- [INFORMATION PROVIDED]:
▬▬▬▬▬▬
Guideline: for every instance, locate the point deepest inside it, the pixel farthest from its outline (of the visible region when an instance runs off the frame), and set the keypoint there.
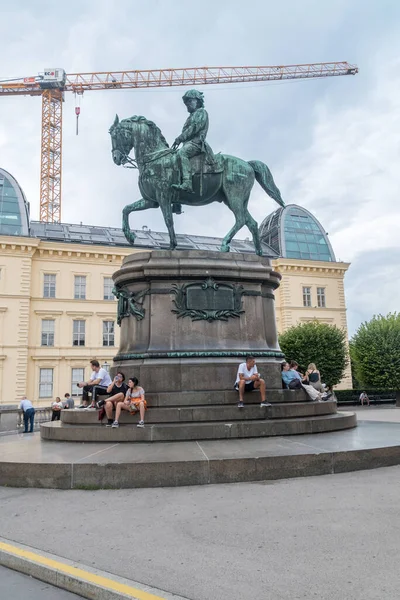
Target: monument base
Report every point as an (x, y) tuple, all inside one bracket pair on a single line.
[(188, 318)]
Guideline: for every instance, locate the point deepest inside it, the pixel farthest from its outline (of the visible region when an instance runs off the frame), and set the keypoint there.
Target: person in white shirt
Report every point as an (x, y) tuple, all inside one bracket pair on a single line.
[(97, 386), (56, 408), (248, 379), (364, 398), (29, 413)]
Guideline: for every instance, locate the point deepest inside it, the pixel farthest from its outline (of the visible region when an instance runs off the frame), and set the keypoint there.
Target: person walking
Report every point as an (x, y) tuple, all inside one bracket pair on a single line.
[(29, 414), (364, 398)]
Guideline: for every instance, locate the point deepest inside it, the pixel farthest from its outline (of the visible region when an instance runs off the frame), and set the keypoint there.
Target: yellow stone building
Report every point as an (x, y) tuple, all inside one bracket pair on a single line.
[(57, 310)]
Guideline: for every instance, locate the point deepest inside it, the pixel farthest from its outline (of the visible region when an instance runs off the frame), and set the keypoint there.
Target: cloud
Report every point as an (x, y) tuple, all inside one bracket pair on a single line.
[(332, 145)]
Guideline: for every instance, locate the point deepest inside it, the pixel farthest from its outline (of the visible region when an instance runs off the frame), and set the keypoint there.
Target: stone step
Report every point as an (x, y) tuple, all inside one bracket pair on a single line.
[(221, 397), (208, 413), (197, 431)]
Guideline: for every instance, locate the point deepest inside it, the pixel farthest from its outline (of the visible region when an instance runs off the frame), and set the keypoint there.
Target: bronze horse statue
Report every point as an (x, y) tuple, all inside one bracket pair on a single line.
[(228, 180)]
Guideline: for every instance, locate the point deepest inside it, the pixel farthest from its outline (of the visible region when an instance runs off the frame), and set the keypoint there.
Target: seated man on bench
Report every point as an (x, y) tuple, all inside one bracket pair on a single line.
[(248, 379)]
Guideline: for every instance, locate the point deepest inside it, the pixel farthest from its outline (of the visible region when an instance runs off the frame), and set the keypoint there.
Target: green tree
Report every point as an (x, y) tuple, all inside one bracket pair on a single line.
[(319, 343), (375, 352)]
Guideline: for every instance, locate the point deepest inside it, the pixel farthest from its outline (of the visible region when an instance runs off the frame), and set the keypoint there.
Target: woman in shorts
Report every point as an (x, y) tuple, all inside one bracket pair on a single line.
[(134, 401)]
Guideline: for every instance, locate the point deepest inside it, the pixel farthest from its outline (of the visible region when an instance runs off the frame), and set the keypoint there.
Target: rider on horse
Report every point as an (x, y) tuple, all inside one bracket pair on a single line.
[(192, 138)]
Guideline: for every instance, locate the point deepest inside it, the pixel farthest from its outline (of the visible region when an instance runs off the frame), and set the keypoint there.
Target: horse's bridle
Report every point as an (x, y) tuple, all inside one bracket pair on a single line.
[(133, 163)]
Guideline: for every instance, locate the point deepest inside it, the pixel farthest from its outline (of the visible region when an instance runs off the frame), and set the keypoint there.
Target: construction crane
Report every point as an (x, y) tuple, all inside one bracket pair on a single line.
[(52, 84)]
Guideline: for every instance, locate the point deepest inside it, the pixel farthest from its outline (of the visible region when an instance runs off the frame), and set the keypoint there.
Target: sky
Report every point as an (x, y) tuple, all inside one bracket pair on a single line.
[(332, 144)]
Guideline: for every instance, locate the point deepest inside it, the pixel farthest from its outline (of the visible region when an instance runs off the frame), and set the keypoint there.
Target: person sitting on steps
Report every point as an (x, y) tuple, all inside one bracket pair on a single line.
[(134, 401), (290, 377), (117, 389), (97, 386), (56, 408), (248, 379)]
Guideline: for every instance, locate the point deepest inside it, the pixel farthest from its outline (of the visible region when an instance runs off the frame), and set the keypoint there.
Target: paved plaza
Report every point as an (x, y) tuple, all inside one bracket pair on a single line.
[(331, 537)]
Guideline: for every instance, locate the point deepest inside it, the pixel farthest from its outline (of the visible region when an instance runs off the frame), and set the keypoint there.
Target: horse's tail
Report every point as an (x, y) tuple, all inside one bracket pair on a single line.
[(265, 179)]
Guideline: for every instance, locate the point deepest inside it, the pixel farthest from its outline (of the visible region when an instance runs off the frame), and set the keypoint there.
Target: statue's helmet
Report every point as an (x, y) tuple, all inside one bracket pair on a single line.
[(199, 96)]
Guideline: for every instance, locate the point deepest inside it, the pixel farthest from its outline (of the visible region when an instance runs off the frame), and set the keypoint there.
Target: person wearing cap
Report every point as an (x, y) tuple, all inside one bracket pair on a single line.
[(192, 138)]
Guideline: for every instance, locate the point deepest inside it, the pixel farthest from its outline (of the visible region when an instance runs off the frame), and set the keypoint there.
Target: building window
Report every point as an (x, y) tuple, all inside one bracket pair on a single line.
[(108, 333), (49, 286), (80, 287), (77, 375), (47, 332), (321, 297), (108, 287), (306, 296), (46, 383), (78, 333)]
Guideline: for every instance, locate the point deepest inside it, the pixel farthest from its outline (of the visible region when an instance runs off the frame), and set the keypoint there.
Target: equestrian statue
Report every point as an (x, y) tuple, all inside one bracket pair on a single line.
[(190, 174)]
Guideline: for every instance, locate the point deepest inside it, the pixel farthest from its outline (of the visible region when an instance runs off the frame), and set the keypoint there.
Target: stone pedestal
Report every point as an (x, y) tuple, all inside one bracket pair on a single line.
[(188, 318)]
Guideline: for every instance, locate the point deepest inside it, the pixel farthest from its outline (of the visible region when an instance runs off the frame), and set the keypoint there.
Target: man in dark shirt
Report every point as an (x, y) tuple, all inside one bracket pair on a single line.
[(117, 389)]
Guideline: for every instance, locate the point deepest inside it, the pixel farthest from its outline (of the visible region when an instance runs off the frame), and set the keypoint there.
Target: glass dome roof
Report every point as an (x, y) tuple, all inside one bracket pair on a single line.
[(294, 232), (14, 209)]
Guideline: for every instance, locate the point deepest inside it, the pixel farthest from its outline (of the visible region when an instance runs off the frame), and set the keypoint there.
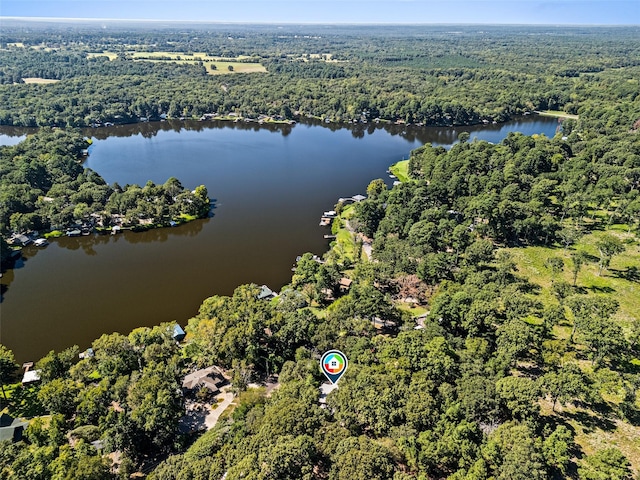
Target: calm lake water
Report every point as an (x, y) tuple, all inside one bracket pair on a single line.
[(271, 185)]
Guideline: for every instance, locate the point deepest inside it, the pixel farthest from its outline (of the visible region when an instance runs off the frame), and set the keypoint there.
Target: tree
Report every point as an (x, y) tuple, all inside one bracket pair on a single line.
[(8, 367), (556, 448), (514, 453), (60, 396), (555, 264), (565, 385), (361, 459), (586, 307), (376, 189), (520, 396), (608, 246)]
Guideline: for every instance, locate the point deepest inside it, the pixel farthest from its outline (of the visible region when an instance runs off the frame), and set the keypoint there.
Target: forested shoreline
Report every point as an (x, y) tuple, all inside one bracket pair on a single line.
[(44, 188), (433, 77), (493, 333)]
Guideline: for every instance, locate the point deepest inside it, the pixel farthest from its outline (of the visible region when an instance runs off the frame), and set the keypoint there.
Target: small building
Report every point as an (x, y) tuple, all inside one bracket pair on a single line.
[(178, 333), (31, 376), (11, 428), (21, 240), (266, 293), (88, 353), (210, 377), (345, 284)]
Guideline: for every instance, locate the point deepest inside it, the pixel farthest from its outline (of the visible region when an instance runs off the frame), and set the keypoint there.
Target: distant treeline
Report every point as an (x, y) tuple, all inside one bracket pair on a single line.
[(434, 77)]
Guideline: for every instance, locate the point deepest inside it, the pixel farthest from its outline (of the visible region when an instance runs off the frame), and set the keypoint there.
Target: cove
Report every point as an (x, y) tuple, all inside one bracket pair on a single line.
[(271, 184)]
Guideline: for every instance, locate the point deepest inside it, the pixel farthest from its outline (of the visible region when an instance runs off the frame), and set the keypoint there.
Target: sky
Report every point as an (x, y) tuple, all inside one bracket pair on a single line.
[(572, 12)]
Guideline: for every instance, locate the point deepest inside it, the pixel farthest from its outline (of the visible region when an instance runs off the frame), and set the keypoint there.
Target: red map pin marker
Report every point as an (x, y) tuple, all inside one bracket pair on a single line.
[(334, 363)]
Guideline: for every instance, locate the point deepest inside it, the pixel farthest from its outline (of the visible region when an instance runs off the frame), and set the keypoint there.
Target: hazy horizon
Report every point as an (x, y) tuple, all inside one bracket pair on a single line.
[(329, 12)]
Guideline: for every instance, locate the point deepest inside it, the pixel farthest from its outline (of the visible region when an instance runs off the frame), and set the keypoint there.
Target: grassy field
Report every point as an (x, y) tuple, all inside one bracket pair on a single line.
[(594, 430), (214, 65), (531, 262), (109, 55), (401, 170)]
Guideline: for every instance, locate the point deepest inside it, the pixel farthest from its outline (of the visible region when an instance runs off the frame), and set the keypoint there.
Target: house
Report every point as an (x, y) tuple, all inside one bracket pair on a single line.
[(345, 284), (21, 240), (266, 293), (88, 353), (11, 428), (210, 377), (178, 333), (30, 376)]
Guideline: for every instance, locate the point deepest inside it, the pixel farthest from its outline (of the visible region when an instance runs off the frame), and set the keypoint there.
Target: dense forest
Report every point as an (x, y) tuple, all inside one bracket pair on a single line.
[(44, 187), (413, 75), (492, 333)]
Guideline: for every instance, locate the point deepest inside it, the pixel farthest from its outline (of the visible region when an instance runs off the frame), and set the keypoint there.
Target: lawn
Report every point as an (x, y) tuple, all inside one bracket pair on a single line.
[(214, 65), (401, 170), (531, 263)]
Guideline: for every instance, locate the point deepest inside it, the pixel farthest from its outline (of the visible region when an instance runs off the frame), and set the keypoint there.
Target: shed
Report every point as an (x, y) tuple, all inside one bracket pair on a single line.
[(178, 333), (266, 293), (209, 377), (345, 284), (22, 240), (10, 428)]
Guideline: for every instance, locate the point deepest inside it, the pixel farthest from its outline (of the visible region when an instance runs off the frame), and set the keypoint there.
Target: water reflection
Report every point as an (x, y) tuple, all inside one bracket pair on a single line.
[(412, 133), (272, 182)]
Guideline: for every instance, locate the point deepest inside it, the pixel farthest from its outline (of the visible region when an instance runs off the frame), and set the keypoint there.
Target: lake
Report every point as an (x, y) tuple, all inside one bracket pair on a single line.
[(271, 185)]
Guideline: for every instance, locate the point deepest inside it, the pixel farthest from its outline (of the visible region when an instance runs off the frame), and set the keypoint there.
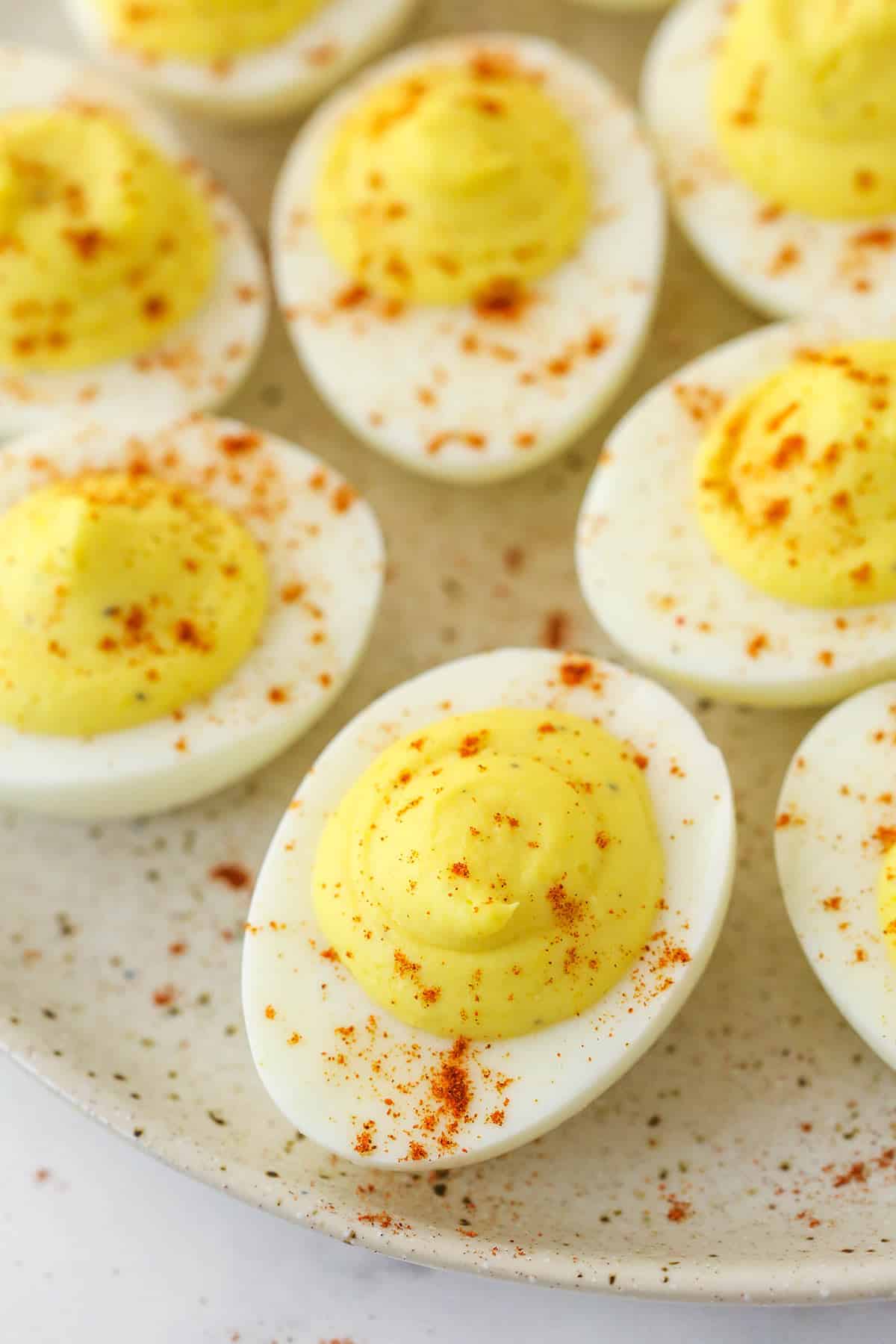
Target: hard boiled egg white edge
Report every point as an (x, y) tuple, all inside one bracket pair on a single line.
[(778, 261), (832, 812), (653, 582), (448, 391), (270, 82), (299, 1003), (314, 530), (199, 363)]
▬▬▬▬▬▬
Look over the records. Copy the lines that include the word "stone".

- [ANSWER TO THIS PROBLEM]:
Target: yellow stone building
Target: stone step
Target: stone pedestal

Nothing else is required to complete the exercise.